+++ SUPPLIED MATERIAL +++

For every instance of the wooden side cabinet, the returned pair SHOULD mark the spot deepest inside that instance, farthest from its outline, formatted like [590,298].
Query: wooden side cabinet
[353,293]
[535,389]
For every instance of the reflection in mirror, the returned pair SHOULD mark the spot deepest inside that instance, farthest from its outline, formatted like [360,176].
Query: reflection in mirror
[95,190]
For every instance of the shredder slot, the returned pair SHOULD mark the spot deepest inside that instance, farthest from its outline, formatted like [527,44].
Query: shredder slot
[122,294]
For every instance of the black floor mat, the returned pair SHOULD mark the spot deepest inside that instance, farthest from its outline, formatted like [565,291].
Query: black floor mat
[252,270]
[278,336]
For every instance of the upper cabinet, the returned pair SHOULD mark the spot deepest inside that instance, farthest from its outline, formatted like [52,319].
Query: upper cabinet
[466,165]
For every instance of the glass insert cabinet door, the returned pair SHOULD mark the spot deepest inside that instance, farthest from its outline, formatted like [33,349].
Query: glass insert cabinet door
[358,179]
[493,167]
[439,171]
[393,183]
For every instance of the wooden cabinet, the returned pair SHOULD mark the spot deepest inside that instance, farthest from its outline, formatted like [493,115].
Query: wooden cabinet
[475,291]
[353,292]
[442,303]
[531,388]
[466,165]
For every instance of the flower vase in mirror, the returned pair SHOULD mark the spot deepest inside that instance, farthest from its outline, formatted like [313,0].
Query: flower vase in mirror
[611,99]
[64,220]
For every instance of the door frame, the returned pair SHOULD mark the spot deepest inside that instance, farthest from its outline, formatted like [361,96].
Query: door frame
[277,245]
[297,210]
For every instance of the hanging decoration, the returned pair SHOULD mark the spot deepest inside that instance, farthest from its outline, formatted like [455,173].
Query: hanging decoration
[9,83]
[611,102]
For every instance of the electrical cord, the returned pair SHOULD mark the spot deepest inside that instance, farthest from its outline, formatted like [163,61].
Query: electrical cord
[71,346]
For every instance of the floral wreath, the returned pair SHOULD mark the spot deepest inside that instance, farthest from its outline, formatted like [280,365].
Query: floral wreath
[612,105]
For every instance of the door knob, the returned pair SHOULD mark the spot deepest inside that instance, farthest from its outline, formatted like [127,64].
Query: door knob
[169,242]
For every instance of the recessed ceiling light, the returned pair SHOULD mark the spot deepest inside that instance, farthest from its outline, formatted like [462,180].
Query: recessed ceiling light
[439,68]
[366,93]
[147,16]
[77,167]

+++

◆ EXERCISE INSTRUCTIONS: From the listing above, extract all records word for word.

◆ WRITTEN ANSWER:
For every instance of the wooden side cabinet, the returned pair SHOULD mark the spot deepest inside that instance, farthest from its outline, formatted like [590,298].
Query: wooden side cabinet
[353,293]
[535,389]
For every instance of the reflection in mirror, the returned pair SHOULD mark the spot deepest inside that instance, farthest from its outline, formatted like [360,176].
Query: reflection in mirror
[95,190]
For every instance of the shredder slot, the returned pair SHOULD mark the spot deepest inside that instance, farthest from its outline, formatted like [527,44].
Query: shredder slot
[122,294]
For every instance of the black floor mat, the returned pair SHOULD mark the spot deepest inside that instance, farthest from its outline, formatted like [565,291].
Query: black floor mat
[252,270]
[278,336]
For every instance of the upper cabinet, the returned pair SHOULD mark the spot deepest inside that instance, farthest from its outline, formatted like [52,319].
Query: upper cabinet
[466,165]
For every instance of the glass insert cabinet door, the returned pair SHOULD mark the spot deepest inside that instance, farthest from its outline, formatted like [33,349].
Query: glass insert cabinet door
[358,179]
[493,167]
[439,171]
[393,183]
For every instance of the wooden cabinet, the returned pair SHOULD mark the spot deepest inside that instance, farthest from its outline, formatted like [493,115].
Query: wooden cabinet
[475,291]
[353,292]
[442,303]
[531,388]
[466,165]
For every instance of the flower vase in mirror, the returned pair SHOULD mark the spot deepest inside that instance, farthest from its outline, formatted like [313,0].
Query: flower vase in mirror
[611,99]
[64,220]
For every instance of the door frame, the returned pair SHOULD mark the spot deepest inside that instance, farthest from its outline, formatted like [361,96].
Query: door frame
[277,245]
[297,210]
For every instance of the hanging decoration, the returned pair SHOULD mark the spot deepest inside that instance, farthest from its outline, formatted like [455,173].
Query: hanging decoration
[9,83]
[611,102]
For every instance of the electrical cord, the returned pair SHOULD mark the spot deepest inside that instance, farthest from its outline, formatted like [163,61].
Query: electrical cord
[71,346]
For every instance of the floral wreath, the returned pair SHOULD mark the spot deepest inside that instance, farthest from its outline, formatted like [280,365].
Query: floral wreath
[612,105]
For every instance of the door knob, the returned pair SHOULD mark the spot deepest inside that instance, farthest from its outline, formatted like [127,64].
Query: door knob
[169,242]
For every instance of the recessed ceiling light, the returned pair SHOULD mark the spot deepest inside that instance, farthest from its outline, formatted like [462,180].
Query: recessed ceiling light
[439,68]
[366,93]
[147,16]
[77,167]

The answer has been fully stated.